Material for this exercise:
=-=-=

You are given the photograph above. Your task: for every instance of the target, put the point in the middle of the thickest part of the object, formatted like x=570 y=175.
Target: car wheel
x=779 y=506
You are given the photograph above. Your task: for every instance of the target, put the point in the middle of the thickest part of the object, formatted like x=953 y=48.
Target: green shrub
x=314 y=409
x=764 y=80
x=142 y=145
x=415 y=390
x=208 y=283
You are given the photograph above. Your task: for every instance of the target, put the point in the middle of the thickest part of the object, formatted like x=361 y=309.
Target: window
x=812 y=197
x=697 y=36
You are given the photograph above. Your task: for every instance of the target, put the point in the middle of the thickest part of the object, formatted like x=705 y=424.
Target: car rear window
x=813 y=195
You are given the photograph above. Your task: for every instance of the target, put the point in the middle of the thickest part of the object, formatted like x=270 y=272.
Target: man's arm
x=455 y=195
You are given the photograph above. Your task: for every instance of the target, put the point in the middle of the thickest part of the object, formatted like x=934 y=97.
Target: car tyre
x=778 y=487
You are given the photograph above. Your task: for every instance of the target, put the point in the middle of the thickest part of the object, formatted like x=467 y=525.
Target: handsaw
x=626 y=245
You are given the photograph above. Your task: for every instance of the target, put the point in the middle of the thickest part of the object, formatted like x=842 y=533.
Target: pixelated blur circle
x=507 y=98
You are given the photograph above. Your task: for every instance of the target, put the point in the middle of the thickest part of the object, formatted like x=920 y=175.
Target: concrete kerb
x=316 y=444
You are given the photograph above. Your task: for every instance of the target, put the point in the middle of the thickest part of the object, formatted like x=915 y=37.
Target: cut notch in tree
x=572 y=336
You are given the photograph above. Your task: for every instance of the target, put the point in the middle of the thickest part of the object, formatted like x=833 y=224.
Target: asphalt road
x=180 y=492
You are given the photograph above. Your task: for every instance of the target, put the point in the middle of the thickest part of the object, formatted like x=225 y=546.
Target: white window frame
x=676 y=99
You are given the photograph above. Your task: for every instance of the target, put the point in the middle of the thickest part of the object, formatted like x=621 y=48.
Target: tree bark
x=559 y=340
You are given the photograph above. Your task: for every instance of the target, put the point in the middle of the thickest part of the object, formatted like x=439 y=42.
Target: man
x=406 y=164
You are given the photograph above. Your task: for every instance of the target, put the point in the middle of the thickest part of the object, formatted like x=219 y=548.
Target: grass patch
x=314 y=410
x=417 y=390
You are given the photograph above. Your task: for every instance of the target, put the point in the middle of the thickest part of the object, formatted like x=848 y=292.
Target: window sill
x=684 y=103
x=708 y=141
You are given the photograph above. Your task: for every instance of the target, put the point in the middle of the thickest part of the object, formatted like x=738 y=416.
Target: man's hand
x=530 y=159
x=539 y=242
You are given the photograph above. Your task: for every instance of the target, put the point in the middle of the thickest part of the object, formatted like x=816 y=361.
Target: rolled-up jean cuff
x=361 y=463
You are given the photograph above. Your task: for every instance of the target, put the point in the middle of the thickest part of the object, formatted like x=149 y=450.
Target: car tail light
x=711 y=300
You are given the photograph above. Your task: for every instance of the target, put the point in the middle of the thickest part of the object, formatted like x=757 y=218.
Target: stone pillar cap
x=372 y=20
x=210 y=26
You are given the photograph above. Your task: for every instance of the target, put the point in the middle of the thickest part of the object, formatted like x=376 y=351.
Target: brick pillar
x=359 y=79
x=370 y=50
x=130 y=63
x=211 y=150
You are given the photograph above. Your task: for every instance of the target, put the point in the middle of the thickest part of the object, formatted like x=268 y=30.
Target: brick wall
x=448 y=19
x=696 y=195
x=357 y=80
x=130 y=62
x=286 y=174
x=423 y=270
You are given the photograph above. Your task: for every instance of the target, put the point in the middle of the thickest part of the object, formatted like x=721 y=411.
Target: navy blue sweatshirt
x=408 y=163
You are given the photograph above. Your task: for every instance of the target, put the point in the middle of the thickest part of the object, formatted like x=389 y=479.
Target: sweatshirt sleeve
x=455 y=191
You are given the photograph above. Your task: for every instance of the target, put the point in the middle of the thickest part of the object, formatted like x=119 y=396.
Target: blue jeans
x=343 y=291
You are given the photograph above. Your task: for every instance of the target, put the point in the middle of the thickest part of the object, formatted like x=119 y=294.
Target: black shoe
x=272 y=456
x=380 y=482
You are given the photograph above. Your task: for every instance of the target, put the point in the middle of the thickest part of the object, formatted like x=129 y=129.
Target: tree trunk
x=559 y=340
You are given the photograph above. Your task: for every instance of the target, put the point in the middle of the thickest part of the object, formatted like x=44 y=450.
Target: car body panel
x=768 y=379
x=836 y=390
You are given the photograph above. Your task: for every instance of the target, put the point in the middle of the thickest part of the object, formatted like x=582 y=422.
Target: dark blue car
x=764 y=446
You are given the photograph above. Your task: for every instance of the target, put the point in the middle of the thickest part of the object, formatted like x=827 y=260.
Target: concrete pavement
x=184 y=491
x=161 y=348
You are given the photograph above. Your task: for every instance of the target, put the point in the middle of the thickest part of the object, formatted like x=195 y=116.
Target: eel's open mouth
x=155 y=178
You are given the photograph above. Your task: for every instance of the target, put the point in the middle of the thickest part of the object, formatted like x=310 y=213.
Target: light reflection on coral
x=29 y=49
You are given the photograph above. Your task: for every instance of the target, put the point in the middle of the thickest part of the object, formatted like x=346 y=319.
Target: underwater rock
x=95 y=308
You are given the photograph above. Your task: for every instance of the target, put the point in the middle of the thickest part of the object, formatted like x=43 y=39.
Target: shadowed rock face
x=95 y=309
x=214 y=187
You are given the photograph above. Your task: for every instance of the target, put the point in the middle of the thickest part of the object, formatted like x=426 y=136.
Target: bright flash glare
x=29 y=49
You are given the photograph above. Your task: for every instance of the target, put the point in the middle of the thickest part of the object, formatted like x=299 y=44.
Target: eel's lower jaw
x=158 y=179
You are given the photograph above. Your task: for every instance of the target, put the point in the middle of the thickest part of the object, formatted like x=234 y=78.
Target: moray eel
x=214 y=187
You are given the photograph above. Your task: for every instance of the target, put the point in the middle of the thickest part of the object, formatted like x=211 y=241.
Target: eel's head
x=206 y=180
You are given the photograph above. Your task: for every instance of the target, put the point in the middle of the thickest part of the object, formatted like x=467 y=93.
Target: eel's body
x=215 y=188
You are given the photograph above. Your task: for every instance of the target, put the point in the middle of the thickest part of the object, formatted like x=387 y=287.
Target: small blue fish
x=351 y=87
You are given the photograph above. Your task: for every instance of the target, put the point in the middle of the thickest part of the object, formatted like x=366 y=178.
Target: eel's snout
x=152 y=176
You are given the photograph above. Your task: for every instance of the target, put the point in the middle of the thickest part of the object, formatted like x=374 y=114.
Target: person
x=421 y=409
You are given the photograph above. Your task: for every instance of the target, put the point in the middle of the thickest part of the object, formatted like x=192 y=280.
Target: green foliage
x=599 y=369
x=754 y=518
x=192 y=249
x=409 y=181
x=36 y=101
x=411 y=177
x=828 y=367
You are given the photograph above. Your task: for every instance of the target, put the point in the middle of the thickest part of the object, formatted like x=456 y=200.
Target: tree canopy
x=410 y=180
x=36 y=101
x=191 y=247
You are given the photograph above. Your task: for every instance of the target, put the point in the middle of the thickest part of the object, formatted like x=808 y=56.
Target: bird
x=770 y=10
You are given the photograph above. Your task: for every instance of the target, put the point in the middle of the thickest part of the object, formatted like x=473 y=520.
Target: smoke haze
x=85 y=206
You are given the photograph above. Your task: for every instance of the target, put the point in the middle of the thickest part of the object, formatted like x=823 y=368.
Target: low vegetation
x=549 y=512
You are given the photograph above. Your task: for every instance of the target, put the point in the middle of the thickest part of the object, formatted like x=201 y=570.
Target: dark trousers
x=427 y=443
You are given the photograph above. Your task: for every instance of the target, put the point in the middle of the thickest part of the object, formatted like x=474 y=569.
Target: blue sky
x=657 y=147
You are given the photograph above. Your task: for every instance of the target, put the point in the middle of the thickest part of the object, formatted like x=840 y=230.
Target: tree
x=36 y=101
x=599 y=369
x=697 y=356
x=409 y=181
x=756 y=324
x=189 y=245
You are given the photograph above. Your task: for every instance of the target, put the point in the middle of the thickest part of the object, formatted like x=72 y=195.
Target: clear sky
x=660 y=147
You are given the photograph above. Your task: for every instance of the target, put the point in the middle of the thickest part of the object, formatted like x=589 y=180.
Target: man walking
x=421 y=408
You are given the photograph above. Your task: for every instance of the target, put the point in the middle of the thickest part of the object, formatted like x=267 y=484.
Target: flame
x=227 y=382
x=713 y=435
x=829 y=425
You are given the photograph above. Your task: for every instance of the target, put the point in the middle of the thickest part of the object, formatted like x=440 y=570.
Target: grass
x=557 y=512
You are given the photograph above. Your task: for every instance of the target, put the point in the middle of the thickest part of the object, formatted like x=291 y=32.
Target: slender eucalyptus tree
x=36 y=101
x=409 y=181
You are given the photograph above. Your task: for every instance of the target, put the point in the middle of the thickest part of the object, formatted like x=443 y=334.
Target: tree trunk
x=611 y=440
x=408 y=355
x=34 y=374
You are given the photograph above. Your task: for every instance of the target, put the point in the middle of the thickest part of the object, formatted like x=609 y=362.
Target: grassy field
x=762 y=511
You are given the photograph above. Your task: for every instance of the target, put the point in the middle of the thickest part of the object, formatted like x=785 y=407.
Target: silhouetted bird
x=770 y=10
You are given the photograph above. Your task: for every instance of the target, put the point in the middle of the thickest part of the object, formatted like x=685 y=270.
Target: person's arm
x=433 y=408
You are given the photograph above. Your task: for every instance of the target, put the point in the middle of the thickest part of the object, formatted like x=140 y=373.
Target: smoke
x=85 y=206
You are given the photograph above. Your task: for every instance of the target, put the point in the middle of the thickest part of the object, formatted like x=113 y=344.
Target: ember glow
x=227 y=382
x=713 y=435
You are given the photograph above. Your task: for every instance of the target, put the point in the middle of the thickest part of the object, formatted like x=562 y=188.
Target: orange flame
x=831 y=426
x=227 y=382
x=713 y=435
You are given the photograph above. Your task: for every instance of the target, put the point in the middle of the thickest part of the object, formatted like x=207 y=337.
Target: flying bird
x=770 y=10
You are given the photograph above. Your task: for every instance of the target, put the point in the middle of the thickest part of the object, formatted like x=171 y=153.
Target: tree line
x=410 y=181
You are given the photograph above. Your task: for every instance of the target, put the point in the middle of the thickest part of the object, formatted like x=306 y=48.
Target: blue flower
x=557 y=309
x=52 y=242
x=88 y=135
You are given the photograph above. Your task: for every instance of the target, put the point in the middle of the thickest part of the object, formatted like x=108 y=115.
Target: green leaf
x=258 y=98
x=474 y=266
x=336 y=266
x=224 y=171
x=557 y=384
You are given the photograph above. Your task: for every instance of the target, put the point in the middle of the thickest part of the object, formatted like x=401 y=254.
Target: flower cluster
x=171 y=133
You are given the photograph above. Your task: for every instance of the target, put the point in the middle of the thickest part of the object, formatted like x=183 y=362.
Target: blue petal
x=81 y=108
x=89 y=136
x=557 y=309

=-=-=

Exercise requirements: Convert the items above, between the lines holding "like x=816 y=361." and "x=408 y=163", inclusive, into a two-column CSV headed instruction and points. Give one row per item, with the item's text under instruction and its answer under points, each in a single quoted field with line breaks replaced by spaces.

In response:
instruction,points
"You are given the photograph above. Your task: for every instance of the target, put the point in the middle of the thickest part of the object, formatted like x=816 y=361. Target: rolled-up jean cuff","x=361 y=463"
"You are given the photograph above. Your task: for every instance of the target, put the point in the middle of the thickest part of the object, formatted like x=149 y=450. Target: car tail light","x=711 y=300"
"You are given the photograph above. Your task: for every instance of the target, put the point in the middle of the thickest part of the object, formatted like x=757 y=218. Target: stone pillar cap","x=372 y=20 x=210 y=26"
"You are given the photograph above. Your task: for every instance of the target, put the point in the middle of the thickest part of the object, formatted like x=376 y=351. Target: brick pillar","x=359 y=79 x=370 y=50 x=130 y=63 x=211 y=150"
"You are given the photograph above. Your task: for every instance of the target, put the point in the middle of the thickest part of the object, formatted like x=268 y=30. Target: brick wall","x=448 y=19 x=696 y=195 x=357 y=80 x=130 y=62 x=286 y=174 x=423 y=270"
"You are given the photograph above. Your task: for every instance of the target, put the point in the middle of the thickest part of the object, formatted like x=721 y=411. Target: navy blue sweatshirt","x=408 y=163"